演習問題:
**a.** 腰痛に関するコラムをもとに、次の問いに答えてください。
(i) 一般的な腰痛のうち、3か月もしないうちに自然治癒するとされている割合は何%か。
(ii) 危険な腰痛であるかを判断するためのリストは何と呼ばれているか。
(iii) 腰痛を訴える患者さんを診るにあたって、医師がまず調べることは何か。
**b.** 腰痛に関するコラムの続きを、最後の文の後から書き継いでください。

提供テキスト:
【院長コラム】危険な腰痛のサイン、「レッドフラッグサイン」とは
一般的にいわゆる「腰痛」の80%は、3か月もしないうちに自然治癒してしまうとされています。
実際、多くの方が一度や二度、そういった経験があるのではないでしょうか?
しかし、なかにはいっこうに治る気配を見せないケースがあるのも事実です。
そういった「治らない腰痛」が、実は体に起きた重大な異変を知らせる「危険なサイン」であったというケースも。
腰痛が知らせる「危険なサイン」とはいったい…。
Contents
危険な腰痛であるかを判断するためのリスト「レッドフラッグサイン」
医師がまず腰痛を訴える患者さんを診るにあたって、まず調べることが「重篤な脊椎疾患」が潜んでいないかということ。

提供データ:
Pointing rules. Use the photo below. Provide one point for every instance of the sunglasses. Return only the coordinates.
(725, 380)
--
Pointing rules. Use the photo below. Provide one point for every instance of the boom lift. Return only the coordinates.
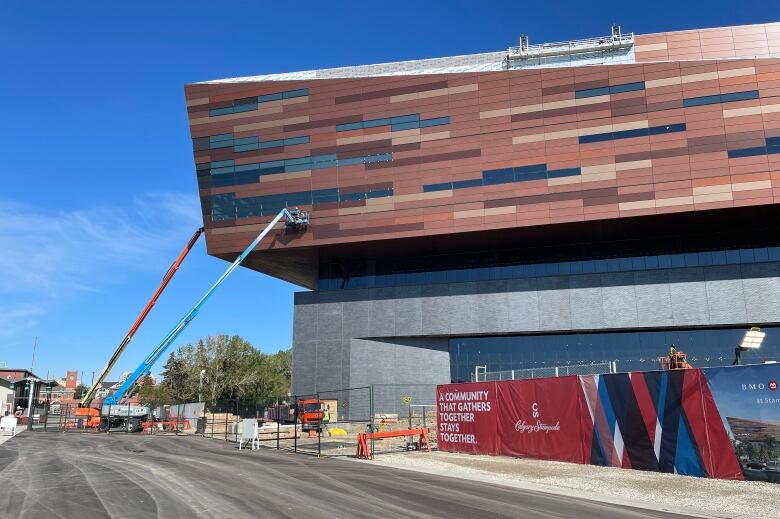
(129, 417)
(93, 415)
...
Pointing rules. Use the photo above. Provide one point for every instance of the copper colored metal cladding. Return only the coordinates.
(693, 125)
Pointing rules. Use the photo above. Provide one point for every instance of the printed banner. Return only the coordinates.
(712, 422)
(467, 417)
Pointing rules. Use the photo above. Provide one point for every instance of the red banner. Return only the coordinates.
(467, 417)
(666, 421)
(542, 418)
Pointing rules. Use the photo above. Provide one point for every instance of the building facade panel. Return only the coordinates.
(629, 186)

解答:
**a.**
(i) 80%
(ii) 「レッドフラッグサイン」
(iii) 「重篤な脊椎疾患」が潜んでいないかということ

**b.**
腰痛の原因には、まれにガンの骨転移や内臓疾患、感染症、自己免疫疾患、骨折といったものが紛れているケースがあるのです。
その場合、放っておいても回復が見込めないどころか、酷いと命に関わってくるケースもでてくるのです。
そういった「危険な腰痛」であるかどうかを鑑別するための基準となるリストが「レッドフラッグサイン」。
通常、腰痛におけるほとんどのケースは、どんなに痛くとも、いずれ自然治癒が見込めるケースです。
しかし、腰痛全体における、ほんの1〜5%に該当するケースは、この「レッドフラッグサイン」に引っかかってしまうことがあるのです。
『腰痛診療ガイドライン2012』より簡単に紹介させていただくと、「レッドフラッグサイン」とは以下のとおりです。
○20歳以下、または55歳以上であること
○時間や活動によって症状に変化がない
○胸の痛みがある
○癌、HIV、ステロイド治療の既往歴
○原因不明の体重減少
○広範囲におよぶ神経症状、歩行や排尿などの影響など
○発熱
○背骨の変形
このリストに示した項目に該当しないかどうかを医師は、問診によって慎重に判断していくのです。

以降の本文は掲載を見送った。